Object location annotation data:
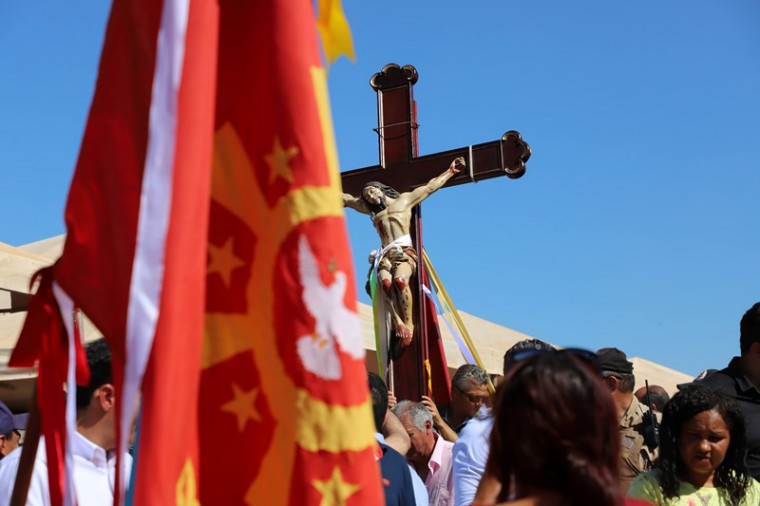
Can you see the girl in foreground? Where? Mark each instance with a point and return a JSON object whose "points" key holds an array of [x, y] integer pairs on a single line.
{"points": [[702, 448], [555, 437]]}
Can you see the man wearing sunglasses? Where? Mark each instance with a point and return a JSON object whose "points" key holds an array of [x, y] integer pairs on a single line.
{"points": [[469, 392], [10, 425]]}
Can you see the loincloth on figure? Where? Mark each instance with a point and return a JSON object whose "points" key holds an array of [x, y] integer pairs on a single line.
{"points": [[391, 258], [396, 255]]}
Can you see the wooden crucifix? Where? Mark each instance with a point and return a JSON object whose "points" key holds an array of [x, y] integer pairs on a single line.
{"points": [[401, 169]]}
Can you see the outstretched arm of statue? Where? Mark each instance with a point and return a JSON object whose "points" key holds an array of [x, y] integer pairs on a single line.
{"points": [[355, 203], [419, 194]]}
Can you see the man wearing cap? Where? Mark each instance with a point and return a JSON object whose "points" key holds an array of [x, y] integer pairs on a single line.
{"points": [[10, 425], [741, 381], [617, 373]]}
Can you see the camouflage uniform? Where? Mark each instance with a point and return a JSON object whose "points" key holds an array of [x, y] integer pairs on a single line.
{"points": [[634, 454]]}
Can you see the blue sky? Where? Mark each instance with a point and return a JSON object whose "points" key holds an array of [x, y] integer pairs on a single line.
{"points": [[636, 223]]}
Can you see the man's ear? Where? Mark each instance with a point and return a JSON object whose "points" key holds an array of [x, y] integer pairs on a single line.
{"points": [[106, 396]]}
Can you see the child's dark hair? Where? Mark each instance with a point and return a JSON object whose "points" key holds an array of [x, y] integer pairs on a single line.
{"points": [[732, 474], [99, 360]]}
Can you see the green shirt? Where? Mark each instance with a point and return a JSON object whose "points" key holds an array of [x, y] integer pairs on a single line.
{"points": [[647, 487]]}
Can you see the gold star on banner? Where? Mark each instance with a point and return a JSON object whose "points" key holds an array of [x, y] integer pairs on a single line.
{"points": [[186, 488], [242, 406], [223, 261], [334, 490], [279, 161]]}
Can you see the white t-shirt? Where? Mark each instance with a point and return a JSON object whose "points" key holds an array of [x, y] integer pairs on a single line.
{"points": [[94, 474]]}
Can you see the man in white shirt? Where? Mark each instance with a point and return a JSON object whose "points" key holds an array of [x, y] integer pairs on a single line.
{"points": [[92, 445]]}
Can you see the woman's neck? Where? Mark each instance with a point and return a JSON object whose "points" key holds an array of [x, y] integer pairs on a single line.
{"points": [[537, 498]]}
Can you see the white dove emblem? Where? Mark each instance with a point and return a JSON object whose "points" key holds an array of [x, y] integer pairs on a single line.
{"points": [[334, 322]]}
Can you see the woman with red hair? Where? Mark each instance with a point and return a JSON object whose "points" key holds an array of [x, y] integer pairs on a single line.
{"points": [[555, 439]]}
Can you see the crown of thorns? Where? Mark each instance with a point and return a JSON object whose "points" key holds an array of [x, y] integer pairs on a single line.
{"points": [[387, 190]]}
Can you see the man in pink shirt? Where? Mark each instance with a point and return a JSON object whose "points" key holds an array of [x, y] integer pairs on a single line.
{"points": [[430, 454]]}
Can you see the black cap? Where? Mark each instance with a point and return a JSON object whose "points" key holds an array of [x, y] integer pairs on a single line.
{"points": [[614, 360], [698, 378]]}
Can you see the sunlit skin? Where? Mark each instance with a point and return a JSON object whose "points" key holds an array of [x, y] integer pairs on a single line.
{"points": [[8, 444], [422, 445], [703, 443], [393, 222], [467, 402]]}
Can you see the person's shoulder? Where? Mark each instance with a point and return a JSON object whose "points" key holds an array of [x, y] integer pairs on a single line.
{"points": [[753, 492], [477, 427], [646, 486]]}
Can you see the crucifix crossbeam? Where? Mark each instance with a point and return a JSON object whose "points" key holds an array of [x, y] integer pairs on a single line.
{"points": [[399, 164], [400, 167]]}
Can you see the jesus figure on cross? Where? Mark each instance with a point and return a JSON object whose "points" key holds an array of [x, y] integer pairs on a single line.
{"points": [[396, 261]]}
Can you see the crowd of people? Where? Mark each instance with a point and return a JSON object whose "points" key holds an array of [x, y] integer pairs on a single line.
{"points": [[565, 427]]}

* [STATED EXERCISE] Copy the data above word for word, leaving out the pictures.

* [EXPECTED OUTPUT]
Can you see the girl in foreground? Where? Mark each instance with a point and return a JSON object whose "points" key holds an array of [x, y] integer pairs on a single line.
{"points": [[702, 448], [555, 437]]}
Can you see the man wearing sunglasses? Where? Mark each instance with a point and return a JSON object whose "points" key holds an array of [x, y] integer pairs on a single line.
{"points": [[469, 392], [10, 425]]}
Can you see the loincloth on figure? Where? Mark each instance with a point and return a JSON object whose "points" key holds an array of [x, y] integer pairs on a single line.
{"points": [[391, 258], [396, 255]]}
Can you see the wooden crucifix? Where? Mark each instance with a point and return a JSON object whose "points" key holds an array of [x, y] integer pairs on a single line.
{"points": [[401, 169]]}
Can you see the outstretched arm of statue? Where? Mark each instance with a point and return a JSON object whose "points" key holds an array of [x, y] integer pairs on a single line.
{"points": [[355, 203], [419, 194]]}
Can you see the man wearing cap? Where? Mark each instance with a point and return a JSON object whose "points" key holds an array of [x, y] integer pairs on a single line.
{"points": [[10, 425], [741, 381], [617, 373]]}
Can you see the camouflage uniform? Where? Mark each instance with a point and return a JSON object whose "points" key holds an array of [x, y] integer pairs on a single line.
{"points": [[634, 454]]}
Can you see the blue sky? Where? Mark each instance with a point and return a JSON object whose "points" key holds an array of [x, y] integer pairs on a single line.
{"points": [[636, 223]]}
Can you see the man's ear? Where? Mark each instance with a point and return a JSON object whose "points" key holds an array of [x, y] integer pairs on a single line.
{"points": [[106, 396]]}
Can you see the child's dark hair? Where? Mark each instance with a point and return a JSON object whose "points" key holds an array of [x, y] integer pairs on a single line.
{"points": [[732, 474], [99, 360]]}
Can you see the green shirt? Where? Mark each instance with a point and return a JSON object whose "points" key holds an array of [x, y] integer pairs on a single line.
{"points": [[647, 487]]}
Can you see the gold star on banner? Where? Mark each instance with a point and return a JSON object whose "points" key holds an array of [x, y] integer pairs on a single line.
{"points": [[186, 488], [242, 406], [223, 261], [334, 490], [279, 161]]}
Can you see the white t-shirt? Where? Mark each instance with a point and return a JSON object whose "points" key holds an array of [x, y] integer pairs on a single line.
{"points": [[94, 474]]}
Can you see the man in white shirt? Where? Mark each instance with a point and return a JSON object whose "points" key holds an array of [x, y] integer pairs on a single line.
{"points": [[92, 445]]}
Can you see the woman's neck? Where? Mark each instance with a point and return a JSON object whose "points" key holds an array of [x, y] integer pairs on a single line.
{"points": [[537, 498]]}
Can you see the white dove emblem? Where? Mark each instance with a point and return a JSON object whose "points" key holds an array of [x, y] integer pairs on a single line.
{"points": [[334, 322]]}
Can you see the woman with red hair? Where? Mark each instance with a point and return a JSON object whose "points" key holds an array of [x, y] integer pairs on a single line.
{"points": [[555, 439]]}
Can you see the crown of thorns? Where? Mark each instance with a point and return a JSON object whose "points" key holds an array of [x, y] integer pairs on a single line.
{"points": [[387, 190]]}
Can you see the man in pink shirt? Where? Mark each instance with a point and return a JSON object whose "points" key holds an array of [x, y] integer pairs on a single line.
{"points": [[430, 454]]}
Can you see the black cap? Where? Mark each instance with a point and return a JSON object whose "points" key holds an array of [x, y] integer pairs on a single line.
{"points": [[614, 360], [698, 378]]}
Can you see the sunlit skin? Where? Mark each instance with a point and return a JSON object whose "points" key holds an array of [x, y] integer pairs on a single line.
{"points": [[8, 444], [422, 445], [703, 443], [393, 222], [467, 402]]}
Can you see the person's shoulder? Where? Mark each instance with a point and return a JSON object whose "points" key holds an array of [x, y] integer pairs on a single line.
{"points": [[753, 492], [477, 427], [646, 486]]}
Can you see the crucifix crossbeam? Where? Mark each instance with a point and return a JSON object whose "points" key holds an array of [x, y] integer pairs on a single line.
{"points": [[399, 164], [400, 167]]}
Can you see the jesus figure on cross? Where? Mark each instance with a point and return a JSON object whose "points" key holds an array of [x, y] integer pairs on a single line.
{"points": [[396, 261]]}
Can you see the crowd of people? Where? Mark each instance with a point and return a JSON object whose "points" key holds an array of [x, y] integer pairs on a single line.
{"points": [[565, 427]]}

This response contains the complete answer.